» Exercise brief
State the number of lines in the following data that contain the string "instance", and nothing else.

» Data for this task
________________________
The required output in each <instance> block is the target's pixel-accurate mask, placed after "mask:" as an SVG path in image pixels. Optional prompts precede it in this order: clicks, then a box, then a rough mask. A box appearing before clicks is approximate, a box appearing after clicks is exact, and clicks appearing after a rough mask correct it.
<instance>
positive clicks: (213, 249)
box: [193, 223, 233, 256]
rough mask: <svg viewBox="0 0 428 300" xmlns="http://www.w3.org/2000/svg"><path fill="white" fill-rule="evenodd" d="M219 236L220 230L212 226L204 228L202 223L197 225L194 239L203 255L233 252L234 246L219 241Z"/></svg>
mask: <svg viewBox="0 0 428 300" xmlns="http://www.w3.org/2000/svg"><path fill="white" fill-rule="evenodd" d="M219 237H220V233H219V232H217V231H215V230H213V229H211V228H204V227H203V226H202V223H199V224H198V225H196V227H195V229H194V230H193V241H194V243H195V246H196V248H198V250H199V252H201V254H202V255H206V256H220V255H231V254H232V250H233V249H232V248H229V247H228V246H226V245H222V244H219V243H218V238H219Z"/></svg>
________________________
» Response
2